----- Extrait cité
Personnages de la Coupe du monde 1986 – Josimar ou Zigomar ? (4/6)

Attention, avec Josimar, on touche au mythe ! Il aurait pu être un des héros éphémères de la Coupe du monde 1986 dont la trace et le nom se sont effacés, l’histoire ne retenant que celui du vainqueur déifié, Maradona bien sûr. Mais non, par la grâce de deux actions imperméables à l’empreinte du temps, deux fulgurances que personne ne devine avant qu’elles ne deviennent des images rémanentes, le nom de Josimar s’inscrit dans une temporalité qui ne peut se conjuguer au passé, en dépit de toute logique tant la suite de sa carrière est déceptive. A la fin des années 2000, marqués à vie par ses exploits face à l’Irlande du Nord et la Pologne, des chroniqueurs sportifs norvégiens choisissent d’intituler Josimar un média spécialisé dans le journalisme d’investigation, sur des thèmes très éloignés de la représentation insouciante que l’on se fait du latéral brésilien[1]. Un mythe, vous dit-on !

Le successeur de Perivaldo

Qu’aurait été le destin de Josimar sans les vents contraires ayant balayé ses concurrents, Leandro, Édson Boaro et même Perivaldo ? La présence de Josimar dans la sélection de Telê Santana pour la Coupe du monde au Mexique est une incongruité, un concours de circonstances, une bénédiction.
----------
Consigne 1:
Renvoyez tel quel le passage du texte sur Josimar qui commence par « Attention, avec Josimar, on » et va jusqu'à « mythe, vous dit-on ! ».
Consigne 2:
Poursuivez le texte sur Josimar à partir de sa dernière phrase.
----- Données fournies
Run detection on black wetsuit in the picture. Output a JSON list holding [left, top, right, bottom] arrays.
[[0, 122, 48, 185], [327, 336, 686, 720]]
----------
----- Données fournies
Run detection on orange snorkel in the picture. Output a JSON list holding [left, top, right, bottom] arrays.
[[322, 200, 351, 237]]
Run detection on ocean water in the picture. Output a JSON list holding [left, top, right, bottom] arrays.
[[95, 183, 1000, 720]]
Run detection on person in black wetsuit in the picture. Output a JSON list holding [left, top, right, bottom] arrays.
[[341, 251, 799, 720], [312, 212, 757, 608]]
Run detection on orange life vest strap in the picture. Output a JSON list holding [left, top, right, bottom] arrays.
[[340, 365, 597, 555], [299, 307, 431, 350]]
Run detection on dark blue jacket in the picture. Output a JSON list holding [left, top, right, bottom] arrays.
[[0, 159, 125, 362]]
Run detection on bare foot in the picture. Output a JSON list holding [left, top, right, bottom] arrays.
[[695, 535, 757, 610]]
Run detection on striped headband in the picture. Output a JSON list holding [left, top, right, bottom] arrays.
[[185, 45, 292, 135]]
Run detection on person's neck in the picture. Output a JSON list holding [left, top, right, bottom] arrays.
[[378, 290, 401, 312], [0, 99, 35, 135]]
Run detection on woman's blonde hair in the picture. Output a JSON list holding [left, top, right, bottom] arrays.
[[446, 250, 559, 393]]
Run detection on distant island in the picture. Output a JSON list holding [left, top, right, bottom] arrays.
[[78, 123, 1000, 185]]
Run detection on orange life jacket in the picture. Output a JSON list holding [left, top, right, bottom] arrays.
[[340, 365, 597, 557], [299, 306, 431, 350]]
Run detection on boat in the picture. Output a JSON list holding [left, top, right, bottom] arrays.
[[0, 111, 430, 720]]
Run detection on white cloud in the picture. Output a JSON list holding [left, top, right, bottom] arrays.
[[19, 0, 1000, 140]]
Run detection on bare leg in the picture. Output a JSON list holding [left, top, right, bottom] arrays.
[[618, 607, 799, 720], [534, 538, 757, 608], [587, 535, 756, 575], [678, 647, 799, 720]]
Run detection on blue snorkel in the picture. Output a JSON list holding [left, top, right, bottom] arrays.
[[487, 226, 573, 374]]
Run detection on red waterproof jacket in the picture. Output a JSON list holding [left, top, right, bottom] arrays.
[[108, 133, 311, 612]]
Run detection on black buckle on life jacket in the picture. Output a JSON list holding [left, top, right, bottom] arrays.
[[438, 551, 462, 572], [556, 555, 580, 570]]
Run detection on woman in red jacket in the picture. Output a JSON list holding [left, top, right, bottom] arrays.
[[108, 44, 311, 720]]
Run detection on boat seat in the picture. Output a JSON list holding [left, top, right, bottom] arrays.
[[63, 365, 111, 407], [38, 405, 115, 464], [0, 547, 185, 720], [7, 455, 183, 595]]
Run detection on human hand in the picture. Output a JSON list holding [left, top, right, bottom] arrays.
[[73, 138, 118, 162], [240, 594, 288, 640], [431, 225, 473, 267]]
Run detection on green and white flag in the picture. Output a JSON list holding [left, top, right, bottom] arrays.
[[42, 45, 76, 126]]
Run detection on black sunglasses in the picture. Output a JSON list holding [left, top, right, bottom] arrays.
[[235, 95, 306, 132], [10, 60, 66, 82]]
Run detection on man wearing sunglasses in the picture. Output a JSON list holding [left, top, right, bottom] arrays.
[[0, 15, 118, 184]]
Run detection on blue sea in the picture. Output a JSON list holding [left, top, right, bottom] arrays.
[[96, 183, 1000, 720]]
----------
Réponse attendue 1:
Attention, avec Josimar, on touche au mythe ! Il aurait pu être un des héros éphémères de la Coupe du monde 1986 dont la trace et le nom se sont effacés, l’histoire ne retenant que celui du vainqueur déifié, Maradona bien sûr. Mais non, par la grâce de deux actions imperméables à l’empreinte du temps, deux fulgurances que personne ne devine avant qu’elles ne deviennent des images rémanentes, le nom de Josimar s’inscrit dans une temporalité qui ne peut se conjuguer au passé, en dépit de toute logique tant la suite de sa carrière est déceptive. A la fin des années 2000, marqués à vie par ses exploits face à l’Irlande du Nord et la Pologne, des chroniqueurs sportifs norvégiens choisissent d’intituler Josimar un média spécialisé dans le journalisme d’investigation, sur des thèmes très éloignés de la représentation insouciante que l’on se fait du latéral brésilien[1]. Un mythe, vous dit-on !

Réponse attendue 2:
A ses débuts avec Botafogo.

Né à Rio de Janeiro, non loin du quai de Valongo où des générations d’esclaves ont débarqué au tournant du XIXe siècle, Josimar grandit au sein de la tentaculaire Cité de Dieu, embrouillamini de favelas brinquebalantes et violentes aux portes de la mégalopole, sur les lieux mêmes où très probablement ses ancêtres récoltaient la canne à sucre. Dès son plus jeune âge, Josimar s’imagine un avenir en noir et blanc, les couleurs de Botafogo. Le rêve se transforme en réalité à l’issue d’un test réalisé en 1979 alors qu’il se destine au métier de mécanicien-soudeur. D’abord ailier ou milieu dans les équipes de jeunes, il est repositionné au poste de latéral droit, le même que Perivaldo, le crack du Fogão.

Perivaldo est surnommé o Feitiço baiano (le Sorcier de Bahia), un arrière aux courses dévastatrices, désigné meilleur latéral droit du pays à deux reprises[2]. Il accède à l’argent en signant à Botafogo en 1977 et succombe aux plaisirs faciles dans une ville où les tentations sont partout. Peri se consume et ne ressemble plus vraiment à un footballeur. Il arrive aux entraînements dans une Ford Puma flashy, sapé comme un mac ou un héros de film de la Blaxploitation. Il se perd peu à peu, personnage vaniteux préoccupé par son image de star friquée. Et puis, sans que l’on sache pourquoi ni comment, il change du tout au tout, troque son bolide pour une Passat d’occasion et cesse ses excentricités. Au début des années 1980, il s’affirme à nouveau comme un joueur de top niveau et est appelé en équipe nationale par Telê Santana dans la perspective de la Coupe du monde en Espagne.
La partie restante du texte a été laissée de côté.